- La santé des femmes négligée depuis l’Antiquité
- Les premières femmes à faire bouger les lignes de la médecine
- Première vague féministe : améliorer les conditions de grossesse des femmes
Sans Tarana Burke, la considération des violences sexuelles en tant que problème de santé publique serait sans doute bien moindre. En intégrant le droit à l’avortement dans la loi française, Simone Veil a sauvé la vie de milliers de femmes. Sans les féministes de la Maternité heureuse (désormais Planning Familial, ndlr), la contraception aurait pu ne jamais être légalisée.
Tantôt écartées des essais cliniques tantôt maltraitées par les soignants ou réduites à leur rôle de ventre, les discriminations médicales à l’égard des femmes restent malheureusement d’actualité. De fait, lorsqu’il s’agit d’améliorer leur santé, c’est comme si le temps reculait.
Prenons pour exemple l’endométriosme. “L’endométriose est reconnue comme atteinte grave depuis les années 1990. Pourtant, ce n’est qu’en 2019, que le premier plan national pour la prise en charge et l’information liée à la pathologie a été mis en place”, illustre Catherine Vidal, neurobiologiste, directrice de recherche honoraire à l’Institut Pasteur, membre du comité d’éthique de l’Inserm, co-responsable du groupe “Genre et recherches en santé”.
Et si la sensibilisation du grand public et des soignant.es à cette pathologie a autant pu évoluer, c’est en grande partie grâce à l’engagement de féministes investies.
C’est loin d’être leur seule avancée en termes de santé des femmes. « Les féministes ont compris que porter attention à la santé des femmes, c’est aussi une façon de porter assistance à la société tout entière”, note Emilie Banny-Ducelier, administratrice et membre du comité exécutif chez Harmonie Mutuelle et initiatrice du projet en cours “Prenons soin des femmes”.
La santé des femmes négligée depuis l’Antiquité
Selon Zoé Dubus, historienne de la médecine et membre du « GeFeM », groupe de recherche universitaire sur le genre, on peut d’abord expliquer ce retard accumulé concernant la santé des femmes par la genèse de la médecine. “Cette culture patriarcale a hérité de la médecine antique, où ce sont uniquement des hommes qui donnaient une direction à la médecine”.
Considérée dans l’Antiquité comme mineure, la femme est tout simplement exclue des savoirs officiels, et n’a “été ni sujet, ni même objet d’histoire”, précise Marcel Bernos dans La condition féminine dans l’ancienne France. Elle est réduite à son rôle d’épouse et de mère.
On pensait par exemple que l’orgasme féminin était une maladie, que ça pouvait rendre folles les femmes.
Paradoxe : à une époque où l’on fait moins confiance à la « nouvelle médecine » qu’au pouvoir des plantes médicinales, ce sont les guérisseuses ou les sorcières qui soignent. “Le fait qu’elles aient une connaissance des plantes abortives, par exemple, ne va alors pas plaire à la religion qui souhaite avoir le contrôle sur le corps des femmes. À la Renaissance, une chasse aux sorcières va être entamée”, illustre l’historienne.

> _Données enregistrées_
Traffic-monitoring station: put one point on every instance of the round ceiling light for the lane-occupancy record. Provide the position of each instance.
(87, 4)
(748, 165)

> _Consignes de travail_
1 > Traduisez en anglais cette phrase de l'extrait sur la santé des femmes : « En intégrant le droit à l'avortement dans la loi française, Simone Veil a sauvé la vie de milliers de femmes. »
2 > D'après l'extrait sur la santé des femmes, depuis quand l'endométriose est-elle reconnue comme atteinte grave ?
3 > Redonnez mot pour mot le passage de l'extrait sur la santé des femmes qui commence par « - La santé des » et se poursuit jusqu'à « jamais être légalisée. ».
Ces données viennent d'une autre source que l'extrait.

> _Réponses_
1 > By incorporating the right to abortion into French law, Simone Veil saved the lives of thousands of women.

2 > Depuis les années 1990.

3 >
- La santé des femmes négligée depuis l’Antiquité
- Les premières femmes à faire bouger les lignes de la médecine
- Première vague féministe : améliorer les conditions de grossesse des femmes
Sans Tarana Burke, la considération des violences sexuelles en tant que problème de santé publique serait sans doute bien moindre. En intégrant le droit à l’avortement dans la loi française, Simone Veil a sauvé la vie de milliers de femmes. Sans les féministes de la Maternité heureuse (désormais Planning Familial, ndlr), la contraception aurait pu ne jamais être légalisée.